* Extract provided
The HySDS design provides several points of configurability and extension points, which allows it to be adaptable for specific mission requirements. The goal of HySDS is to provide a scalable and reusable science data system. The re-usable core software is managed as an open source project and is available to the public for use.

SWOT-specific Adaptation

Overview

The SWOT Processing Control & Management (PCM) subsystem extends the functionality provided by HySDS and contains the following functions:

  • Ingest, catalog, and store mission data and ancillary datasets enabling science data processing
  • Ingest mission products retrieved from PO.DAAC, in support of bulk reprocessing
  • Automate science data processing to produce Level 0 through Level 2 KaRIn, AMR (Radiometer), GPS data products, scaling the PCM’s distributed processing system as needed
  • Interface with L0-L2 PGEs and Ancillary Preprocessors
  • Store and catalog L0-L2 science data products and their associated files
  • Monitor data system services, PGE executions, and computing resources by providing operators with a user interface for the PCM system
  • Report data processing and product accounting
  • Make available the science data products for DAAC within the latency requirements
  • Make available data products for CNES within the latency requirements
  • Provide data access to the Science Team

To fulfill the operations need, the PCM is designed to operates automatically 24 hours a day and seven days a week.

Lines of data
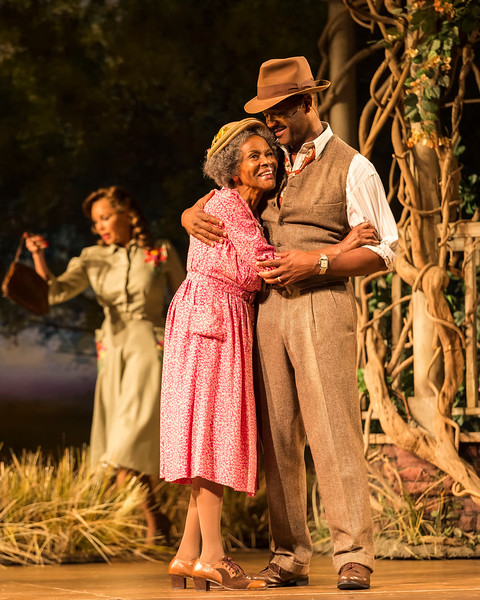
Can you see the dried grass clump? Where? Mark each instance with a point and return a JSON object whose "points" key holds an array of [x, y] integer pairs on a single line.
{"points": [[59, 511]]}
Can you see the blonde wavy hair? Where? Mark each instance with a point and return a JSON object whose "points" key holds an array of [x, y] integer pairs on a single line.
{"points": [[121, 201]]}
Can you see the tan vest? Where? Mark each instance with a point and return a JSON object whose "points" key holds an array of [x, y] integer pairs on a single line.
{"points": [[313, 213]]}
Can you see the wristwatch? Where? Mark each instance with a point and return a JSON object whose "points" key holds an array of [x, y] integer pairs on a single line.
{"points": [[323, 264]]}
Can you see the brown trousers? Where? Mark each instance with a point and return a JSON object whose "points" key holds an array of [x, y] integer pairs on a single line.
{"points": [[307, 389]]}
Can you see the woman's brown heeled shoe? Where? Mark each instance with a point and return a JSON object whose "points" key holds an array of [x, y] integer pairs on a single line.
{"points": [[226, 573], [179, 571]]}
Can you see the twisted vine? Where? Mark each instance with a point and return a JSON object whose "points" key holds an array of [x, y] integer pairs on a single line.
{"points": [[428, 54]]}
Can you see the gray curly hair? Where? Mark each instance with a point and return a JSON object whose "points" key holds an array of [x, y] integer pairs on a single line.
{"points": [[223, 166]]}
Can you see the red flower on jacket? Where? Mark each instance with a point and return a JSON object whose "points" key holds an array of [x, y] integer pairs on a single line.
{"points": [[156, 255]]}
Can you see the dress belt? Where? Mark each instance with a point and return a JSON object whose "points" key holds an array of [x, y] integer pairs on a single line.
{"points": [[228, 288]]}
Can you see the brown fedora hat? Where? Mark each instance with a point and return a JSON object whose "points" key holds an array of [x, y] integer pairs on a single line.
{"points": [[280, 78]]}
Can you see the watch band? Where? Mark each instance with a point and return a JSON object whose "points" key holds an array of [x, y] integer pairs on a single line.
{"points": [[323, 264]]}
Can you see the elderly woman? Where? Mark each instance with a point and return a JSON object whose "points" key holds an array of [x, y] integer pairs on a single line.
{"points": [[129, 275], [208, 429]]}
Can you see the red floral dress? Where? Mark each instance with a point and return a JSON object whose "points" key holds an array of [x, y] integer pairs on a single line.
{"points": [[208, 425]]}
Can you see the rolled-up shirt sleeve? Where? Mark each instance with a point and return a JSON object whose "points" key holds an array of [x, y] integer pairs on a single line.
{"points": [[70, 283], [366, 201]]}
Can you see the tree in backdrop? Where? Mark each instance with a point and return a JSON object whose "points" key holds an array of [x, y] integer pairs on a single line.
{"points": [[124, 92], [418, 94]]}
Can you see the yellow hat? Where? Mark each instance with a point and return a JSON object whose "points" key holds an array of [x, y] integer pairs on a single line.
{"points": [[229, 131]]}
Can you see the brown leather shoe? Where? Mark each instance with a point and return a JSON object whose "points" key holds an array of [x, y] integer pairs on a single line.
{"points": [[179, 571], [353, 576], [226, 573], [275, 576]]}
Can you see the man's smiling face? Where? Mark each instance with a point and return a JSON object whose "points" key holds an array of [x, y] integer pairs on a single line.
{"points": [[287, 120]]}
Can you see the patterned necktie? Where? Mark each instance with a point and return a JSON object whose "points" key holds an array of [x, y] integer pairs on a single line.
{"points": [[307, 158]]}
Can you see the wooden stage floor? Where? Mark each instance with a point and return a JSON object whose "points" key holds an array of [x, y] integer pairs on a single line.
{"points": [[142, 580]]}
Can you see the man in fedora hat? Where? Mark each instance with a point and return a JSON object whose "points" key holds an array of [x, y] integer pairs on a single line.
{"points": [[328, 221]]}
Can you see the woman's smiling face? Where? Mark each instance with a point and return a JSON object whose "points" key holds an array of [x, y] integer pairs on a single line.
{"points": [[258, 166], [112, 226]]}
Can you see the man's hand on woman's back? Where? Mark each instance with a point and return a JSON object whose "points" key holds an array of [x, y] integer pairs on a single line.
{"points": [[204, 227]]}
---
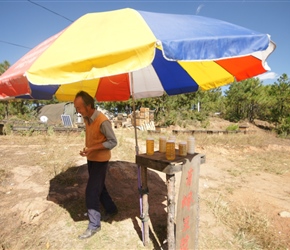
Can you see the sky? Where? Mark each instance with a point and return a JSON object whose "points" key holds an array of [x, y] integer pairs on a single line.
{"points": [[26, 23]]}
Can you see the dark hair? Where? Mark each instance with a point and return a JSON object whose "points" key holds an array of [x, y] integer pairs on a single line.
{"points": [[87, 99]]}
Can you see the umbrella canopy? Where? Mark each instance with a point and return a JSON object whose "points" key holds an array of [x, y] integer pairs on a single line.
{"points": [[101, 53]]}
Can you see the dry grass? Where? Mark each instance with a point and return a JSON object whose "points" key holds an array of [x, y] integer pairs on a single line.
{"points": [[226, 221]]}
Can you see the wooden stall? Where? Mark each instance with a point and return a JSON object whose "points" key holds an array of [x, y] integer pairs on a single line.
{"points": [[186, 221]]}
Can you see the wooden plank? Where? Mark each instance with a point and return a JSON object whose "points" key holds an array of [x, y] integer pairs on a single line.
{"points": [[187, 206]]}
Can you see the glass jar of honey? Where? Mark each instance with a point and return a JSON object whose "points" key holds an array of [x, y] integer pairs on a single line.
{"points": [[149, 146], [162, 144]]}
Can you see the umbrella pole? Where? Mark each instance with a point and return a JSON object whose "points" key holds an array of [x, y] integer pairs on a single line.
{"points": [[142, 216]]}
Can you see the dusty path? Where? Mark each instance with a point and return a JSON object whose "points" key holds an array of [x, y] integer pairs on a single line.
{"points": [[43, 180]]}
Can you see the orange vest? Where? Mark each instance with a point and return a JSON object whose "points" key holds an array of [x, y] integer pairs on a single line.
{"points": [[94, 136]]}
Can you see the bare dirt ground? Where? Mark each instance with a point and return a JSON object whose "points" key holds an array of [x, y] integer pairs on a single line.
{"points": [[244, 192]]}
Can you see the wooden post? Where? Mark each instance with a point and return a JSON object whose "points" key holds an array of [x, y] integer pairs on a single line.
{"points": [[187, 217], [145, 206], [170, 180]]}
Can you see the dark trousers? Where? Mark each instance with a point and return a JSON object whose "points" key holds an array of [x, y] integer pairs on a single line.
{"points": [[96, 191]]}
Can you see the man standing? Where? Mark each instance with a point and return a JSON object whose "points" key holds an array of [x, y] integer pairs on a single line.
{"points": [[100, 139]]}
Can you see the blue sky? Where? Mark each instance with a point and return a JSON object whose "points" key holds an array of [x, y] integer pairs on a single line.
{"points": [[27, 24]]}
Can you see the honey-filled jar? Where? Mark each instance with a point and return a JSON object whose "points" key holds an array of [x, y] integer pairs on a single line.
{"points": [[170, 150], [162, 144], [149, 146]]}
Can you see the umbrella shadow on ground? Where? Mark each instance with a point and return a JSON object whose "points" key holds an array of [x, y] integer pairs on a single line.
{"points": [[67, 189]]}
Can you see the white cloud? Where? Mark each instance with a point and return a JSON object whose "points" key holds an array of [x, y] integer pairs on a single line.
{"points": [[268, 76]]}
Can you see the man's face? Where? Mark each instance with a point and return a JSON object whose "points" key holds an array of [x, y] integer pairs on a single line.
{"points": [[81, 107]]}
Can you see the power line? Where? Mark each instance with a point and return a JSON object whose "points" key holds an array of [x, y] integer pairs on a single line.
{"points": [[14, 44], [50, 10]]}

* Problems
A) Decide whether each statement agrees with the passage on HySDS and the SWOT PCM, answering yes or no and quoting the words from that passage that settle it: (i) The HySDS core software is kept proprietary and closed to the public. (ii) The PCM ingests mission products retrieved from PO.DAAC to support bulk reprocessing. (iii) The PCM automates processing to produce data products up through Level 3.
B) Resume the passage on HySDS and the SWOT PCM, picking up right after its final sentence.
The entries have nothing to do with the passage on HySDS and the SWOT PCM.

* Per-task outputs
A)
(i) No: "The re-usable core software is managed as an open source project and is available to the public for use."
(ii) Yes: "Ingest mission products retrieved from PO.DAAC, in support of bulk reprocessing"
(iii) No: "produce Level 0 through Level 2 KaRIn, AMR (Radiometer), GPS data products"

B)
The major components of PCM include the following:

  • Resource Manager
  • Workflow Manager
  • Worker Manager
  • Discovery Services
  • Metrics Manager
  • Helper Worker Services
  • Operator Interfaces

Through the adaptation of PCM core function based on HySDS framework, PCM plugs in the SWOT specific functions including the following:

  • PGE-PCM Interfaces
  • External Interfaces to CNES, GDS, and PO.DAAC
  • Customized Operator Interfaces
  • Timer support for data gap processing
  • GBE catalog
  • Product to dataset conversion
  • SWOT-specific reports & metrics collection

The following functional diagram illustrates the PCM components as listed above:

Image Added

The HySDS adaptation of SWOT PCM includes the integration SWOT PGEs into the following processing flow:

Image Added

The Resource Manager (RM)

PCM provides resource management function to SDS for computing power, storage, and their status. This component provisions, manages, and orchestrates computing instances, manages jobs, hosts user interfaces for viewing job status. The RM stores job status information, persists job database beyond PCM services shutdown.

The auto-scaling of computing resources are based on AWS’s Auto Scale feature. This is configured to dynamically allocate and scale the computing instances to support the dynamic variation of daily processing loads.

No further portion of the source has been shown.